Consignes:
1 – Relevez toutes les lignes où figure le mot « woman » et recopiez-les.
2 – Écrivez la suite du texte sur l’empire Soleri, à partir de sa dernière phrase.

======== Texte ========

L’empire Soleri a mis en coupe réglée cinq autres royaumes, dont les deux principaux, Harkana (à l’est) et Feren (au nord), sont d’inspiration globalement celte, avec des touches nordiques. Non seulement la capitale, Solus, prélève un lourd tribut en nourriture et en esclaves, mais en plus les princesses des royaumes vassaux sont mariées selon le bon vouloir du dieu-empereur Tolemy (comprenez : Ptolémée) en fonction de ses intérêts politiques (pour éviter la constitution d’une alliance potentiellement dangereuse), et surtout les héritiers de leurs rois sont envoyés au Prieuré, une sorte de ville souterraine à la discipline de fer (sa philosophie : la douleur fait l’homme, tout un programme) dont on ne sort que si son père, voire toute sa famille, est mort. Ce système (qui assure, via ces otages, la tranquillité des royaumes inférieurs) est très subtil : insidieusement éduqués selon la coutume Sola dès leur plus tendre enfance, les héritiers deviennent en fait étrangers à leur propre peuple, qui, de fait, les méprise et est peu enclin à s’engager dans une aventure militaire sous leur direction pour prendre le contrôle de l’empire. En deux siècles, il n’y a eu que deux soulèvements : le dernier a eu lieu lorsque le roi Koren Hark-Wadi d’Harkana a refusé de livrer son fils Arko au Prieuré : sa résistance acharnée a permis d’aboutir à un compromis, et Arko a été éduqué parmi les siens. Par contre, lui a bel et bien envoyé son propre fils, Ren, dans la prison souterraine.

Je reviens sur l’aspect absence de Nil et nourriture : si le royaume sylvestre de Feren fournit une partie de l’approvisionnement, l’autre est obtenue grâce à une poudre fertilisante, qui rend le désert productif, issue de la plante sacrée des Soleri, l’Amaranthe (vous remarquerez au passage que l’importance rituelle de cette plante ramène à une source d’inspiration supplémentaire : les Aztèques). C’est le clergé qui contrôle la distribution des graines sacrées, et techniquement, ce sont elles qui servent d’équivalent au limon fertilisant du Nil (la question de l’eau par contre me laisse un peu perplexe). Sachez d’ailleurs que les végétaux en général ont un rôle majeur dans cet univers : outre ces graines, le bois d’un arbre appelé Blackthorn (épine noire) est aussi une ressource précieuse.

======== Données fournies ========

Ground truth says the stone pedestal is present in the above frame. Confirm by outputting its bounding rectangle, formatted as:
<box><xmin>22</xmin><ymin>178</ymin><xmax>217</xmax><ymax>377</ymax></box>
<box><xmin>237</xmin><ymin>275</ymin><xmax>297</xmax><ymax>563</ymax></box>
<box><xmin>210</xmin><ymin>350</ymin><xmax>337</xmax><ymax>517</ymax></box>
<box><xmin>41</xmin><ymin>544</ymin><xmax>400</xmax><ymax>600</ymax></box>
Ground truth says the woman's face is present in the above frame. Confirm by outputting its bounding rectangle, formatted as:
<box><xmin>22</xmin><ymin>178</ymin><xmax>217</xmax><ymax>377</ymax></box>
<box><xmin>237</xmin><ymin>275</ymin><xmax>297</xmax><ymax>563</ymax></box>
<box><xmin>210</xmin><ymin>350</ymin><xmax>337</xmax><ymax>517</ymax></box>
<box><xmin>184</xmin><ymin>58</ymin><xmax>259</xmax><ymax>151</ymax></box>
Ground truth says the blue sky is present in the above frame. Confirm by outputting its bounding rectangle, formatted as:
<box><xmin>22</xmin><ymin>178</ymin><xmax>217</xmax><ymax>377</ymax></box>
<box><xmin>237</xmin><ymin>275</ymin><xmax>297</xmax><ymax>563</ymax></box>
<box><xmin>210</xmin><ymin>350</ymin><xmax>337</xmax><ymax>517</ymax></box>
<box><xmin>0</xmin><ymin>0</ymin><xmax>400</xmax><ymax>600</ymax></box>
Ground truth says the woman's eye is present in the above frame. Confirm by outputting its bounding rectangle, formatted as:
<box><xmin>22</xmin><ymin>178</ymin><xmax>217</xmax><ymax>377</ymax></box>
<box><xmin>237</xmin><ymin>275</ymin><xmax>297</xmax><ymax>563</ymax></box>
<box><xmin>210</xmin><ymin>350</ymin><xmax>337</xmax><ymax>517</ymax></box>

========

Réponses par consigne:
1 –
Ground truth says the woman's face is present in the above frame. Confirm by outputting its bounding rectangle, formatted as:
Ground truth says the woman's eye is present in the above frame. Confirm by outputting its bounding rectangle, formatted as:

2 –
Tell me why i had to be a powerslave * (Intrigue et personnages)

Powerslave, Iron Maiden, 1984.

Il va être épouvantablement difficile de résumer l’intrigue, et ce pour plusieurs raisons : d’abord, parce qu’elle est extrêmement dense (il se passe beaucoup de choses dans un roman finalement modeste en taille), et ensuite parce qu’elle est très riche en révélations et coups de théâtre successifs (le plus colossal étant celui de la dernière ligne), ce qui fait que je vais éviter au maximum de spoiler (il n’y a qu’un spoiler mineur dans toute la critique, indispensable à sa rédaction). Vous me pardonnerez donc si je reste volontairement vague et n’entre pas dans les détails.

Sachez cependant que toute l’intrigue tourne autour des cinq membres d’une même famille, la dynastie royale d’Harkana, les Hark-Wadi (seules l’histoire et la renommée des Soleri sont supérieures à la leur) : le roi, Arko, sa femme, Sarra Amunet, devenue Pontife du dieu suprême, Mithra-Sol, à Solus, ainsi que leurs trois enfants, la belle et retorse Merit, la farouche et guerrière Kepi, et le pauvre Ren, l’héritier bouclé au Prieuré.

Arko (comprenez le roi Lear) va être convoqué devant Tolemy, ce qui signifie la mort car nul, à part le Premier Rayon, ne peut contempler l’éclat divin des Soleri sans périr. Avant de partir, il va prendre la décision funeste de nommer Merit, assoiffée de pouvoir, reine-régente, en attendant que Ren, son héritier, qui vient justement d’être libéré du Prieuré par Suten Anu (ledit Premier Rayon), ne rentre à la capitale.

La belle Merit (comprenez Goneril dans la pièce de Shakespeare ; 26 ans) va profiter de l’aubaine pour marier de force sa sœur Kepi au roi (usurpateur) de Feren, Dagrun, qui est en fait le co-conspirateur et amour de la manipulatrice princesse. Le but est de rapprocher les deux dynasties pour, un jour, jeter à bas la tyrannie des Soleri (histoire d’imposer la sienne propre, hein), et que Kepi serve de reine de façade en attendant que Merit puisse épouser sans contrainte le souverain. De même, elle va expédier son propre mari, Shenn, (juste une façade, lui aussi, un ami homosexuel qui ne la touche jamais et un autre co-conspirateur, qui plus est), pour tuer le jeune Ren avant qu’il n’accomplisse le rituel sacré qui fera de lui le souverain légitime. Hélas pour elle, ses plans machiavéliques ne vont pas toujours donner les résultats escomptés !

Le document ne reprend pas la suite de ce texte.